Saved entries:
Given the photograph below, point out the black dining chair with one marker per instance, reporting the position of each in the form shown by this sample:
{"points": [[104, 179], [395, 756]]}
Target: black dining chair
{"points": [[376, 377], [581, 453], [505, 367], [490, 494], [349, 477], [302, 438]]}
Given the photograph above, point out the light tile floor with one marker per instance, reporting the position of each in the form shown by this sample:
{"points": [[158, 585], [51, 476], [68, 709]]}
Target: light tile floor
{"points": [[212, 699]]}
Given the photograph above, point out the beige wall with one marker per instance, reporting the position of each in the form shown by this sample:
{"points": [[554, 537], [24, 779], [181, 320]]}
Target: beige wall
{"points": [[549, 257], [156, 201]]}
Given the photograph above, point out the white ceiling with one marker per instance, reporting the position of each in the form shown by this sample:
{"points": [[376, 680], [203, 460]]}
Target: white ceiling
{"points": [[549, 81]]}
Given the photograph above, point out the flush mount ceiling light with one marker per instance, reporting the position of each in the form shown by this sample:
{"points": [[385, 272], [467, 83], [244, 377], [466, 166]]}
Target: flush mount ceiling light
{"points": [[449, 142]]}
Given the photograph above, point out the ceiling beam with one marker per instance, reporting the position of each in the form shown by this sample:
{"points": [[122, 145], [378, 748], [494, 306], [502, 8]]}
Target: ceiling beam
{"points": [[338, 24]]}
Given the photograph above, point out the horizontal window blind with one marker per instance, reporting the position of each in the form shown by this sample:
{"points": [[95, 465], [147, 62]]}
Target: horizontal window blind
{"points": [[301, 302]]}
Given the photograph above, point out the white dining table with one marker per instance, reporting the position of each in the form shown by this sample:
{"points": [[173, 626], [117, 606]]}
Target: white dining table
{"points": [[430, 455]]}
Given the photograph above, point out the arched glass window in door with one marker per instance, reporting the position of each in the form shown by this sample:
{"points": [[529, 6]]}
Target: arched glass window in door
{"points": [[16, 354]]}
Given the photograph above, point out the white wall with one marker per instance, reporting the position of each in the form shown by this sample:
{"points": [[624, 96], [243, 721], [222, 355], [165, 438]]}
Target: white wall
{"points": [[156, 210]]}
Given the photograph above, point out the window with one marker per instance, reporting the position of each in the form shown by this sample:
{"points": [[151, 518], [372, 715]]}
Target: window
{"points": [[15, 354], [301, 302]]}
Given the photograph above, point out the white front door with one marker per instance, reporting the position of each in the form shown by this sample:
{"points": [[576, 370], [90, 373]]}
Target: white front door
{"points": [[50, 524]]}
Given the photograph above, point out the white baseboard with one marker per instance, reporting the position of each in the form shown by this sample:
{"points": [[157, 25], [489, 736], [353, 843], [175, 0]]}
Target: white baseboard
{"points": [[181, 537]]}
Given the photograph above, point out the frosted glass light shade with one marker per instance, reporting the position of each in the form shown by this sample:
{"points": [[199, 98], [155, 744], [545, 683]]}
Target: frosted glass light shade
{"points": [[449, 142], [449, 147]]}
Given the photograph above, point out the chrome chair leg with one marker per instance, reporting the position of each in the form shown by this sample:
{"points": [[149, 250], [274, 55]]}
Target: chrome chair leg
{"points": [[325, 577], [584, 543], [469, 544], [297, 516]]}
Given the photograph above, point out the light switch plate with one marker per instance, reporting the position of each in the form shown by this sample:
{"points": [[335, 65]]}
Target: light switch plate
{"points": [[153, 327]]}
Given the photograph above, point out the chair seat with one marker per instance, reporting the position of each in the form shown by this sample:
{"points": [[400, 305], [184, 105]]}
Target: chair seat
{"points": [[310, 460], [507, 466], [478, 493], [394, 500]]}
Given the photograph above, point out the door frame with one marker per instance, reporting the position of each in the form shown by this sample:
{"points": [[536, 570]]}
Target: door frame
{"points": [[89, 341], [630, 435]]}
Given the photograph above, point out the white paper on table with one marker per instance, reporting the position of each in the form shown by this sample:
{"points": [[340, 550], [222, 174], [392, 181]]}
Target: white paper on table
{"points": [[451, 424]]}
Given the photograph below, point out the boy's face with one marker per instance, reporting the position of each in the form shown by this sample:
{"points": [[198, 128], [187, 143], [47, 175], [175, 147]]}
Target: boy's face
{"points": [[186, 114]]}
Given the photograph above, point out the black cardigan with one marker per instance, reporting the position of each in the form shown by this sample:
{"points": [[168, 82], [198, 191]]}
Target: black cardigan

* WHAT THE EXERCISE ASKS
Each line of the data is to be restated exactly.

* PROBLEM SOLUTION
Given the photograph below, point out the black dining chair with one marker per instance, reporting the position of each in the form shown by this sample:
{"points": [[104, 179], [395, 756]]}
Target: black dining chair
{"points": [[376, 377], [581, 453], [505, 367], [490, 494], [349, 477], [302, 438]]}
Given the photograph above, point out the light tile floor with one marker per instance, reporting the position of each in the form shown by this sample:
{"points": [[158, 585], [51, 476], [68, 709]]}
Target: light tile floor
{"points": [[212, 699]]}
Given the photograph above, point out the beige wall with one marker per instance, reporting the position of each in the form shown by this sample:
{"points": [[554, 537], [24, 779], [181, 320]]}
Target: beige wall
{"points": [[549, 257], [156, 201]]}
Given the photograph above, point out the white ceiling with one marker per instance, reporting the position of each in the form shown by this sample:
{"points": [[376, 680], [203, 460]]}
Target: white ceiling
{"points": [[549, 81]]}
Given the photograph above, point out the flush mount ceiling light with one marker per instance, reporting the position of each in the form shown by this sample:
{"points": [[385, 272], [467, 83], [244, 377], [466, 166]]}
Target: flush mount ceiling light
{"points": [[449, 142]]}
Given the photograph above, point out the ceiling beam with one marker per instance, reporting the position of each in the form shown by this sample:
{"points": [[122, 145], [378, 748], [494, 306], [502, 8]]}
Target: ceiling beam
{"points": [[338, 24]]}
Given the photograph above, point out the horizontal window blind with one marker per instance, reporting the position of each in the form shown by this sample:
{"points": [[95, 465], [147, 62]]}
Target: horizontal window blind
{"points": [[301, 302]]}
Given the photograph above, point out the white dining table with one marker per instance, reporting the position of each in the form shown by this sample:
{"points": [[173, 626], [117, 606]]}
Target: white dining table
{"points": [[430, 455]]}
Given the photograph above, point out the arched glass window in door with one marker per instance, reporting the position of each in the form shown by this sample:
{"points": [[529, 6]]}
Target: arched glass window in door
{"points": [[16, 354]]}
Given the photograph above, point out the white wall with one marker per instance, reporting the position of each in the form shown by this sample:
{"points": [[624, 96], [243, 721], [222, 355], [165, 438]]}
Target: white wall
{"points": [[156, 210]]}
Given the photograph above, point out the window with one marker per instance, reporting the position of each in the form shown by this sample:
{"points": [[151, 518], [372, 715]]}
Target: window
{"points": [[15, 354], [301, 302]]}
Given the photograph above, point out the white front door with one marker per instance, reporting the position of each in the form shown by this sample:
{"points": [[576, 370], [90, 373]]}
Target: white front door
{"points": [[50, 524]]}
Given the photograph above, point out the white baseboard with one marker per instance, reporting the position of each in the form shown by this sample:
{"points": [[157, 25], [489, 736], [353, 843], [175, 0]]}
Target: white baseboard
{"points": [[181, 537]]}
Given the photograph above, point out the frosted glass light shade with one marker per instance, reporting the position of each in the form shown by this sample:
{"points": [[199, 98], [155, 744], [545, 683]]}
Target: frosted glass light shade
{"points": [[449, 142], [449, 147]]}
Given the photograph above, point out the chrome chair leg with one marker per instance, reporting the position of each in the form shown by this sample:
{"points": [[149, 250], [274, 55]]}
Target: chrome chair leg
{"points": [[325, 577], [584, 543], [469, 544], [297, 516]]}
Given the photograph above, point out the light switch plate with one marker per instance, reporting the position of each in the form shown by this sample:
{"points": [[335, 65]]}
Target: light switch plate
{"points": [[153, 327]]}
Given the photograph above, point out the chair seat with one marker per instance, reporting the position of each in the form shown by this sample:
{"points": [[400, 305], [184, 105]]}
Target: chair seat
{"points": [[310, 460], [507, 466], [478, 493], [394, 500]]}
Given the photograph above, point out the door frame with one marker per instance, reporting the position of each in the form shown by this sample:
{"points": [[536, 570]]}
Target: door frame
{"points": [[89, 341], [630, 435]]}
Given the photograph above, point out the white paper on table with one marker per instance, reporting the position of each in the form shown by this sample:
{"points": [[340, 550], [222, 174], [392, 181]]}
Target: white paper on table
{"points": [[451, 424]]}
Given the photograph below, point out the boy's face with one marker per instance, reporting the position of each in the form shown by this sample:
{"points": [[198, 128], [187, 143], [47, 175], [175, 147]]}
Target: boy's face
{"points": [[186, 114]]}
Given the photograph above, point out the black cardigan with one marker per instance, reporting the position of each in the form shown by this sample:
{"points": [[168, 82], [198, 191]]}
Target: black cardigan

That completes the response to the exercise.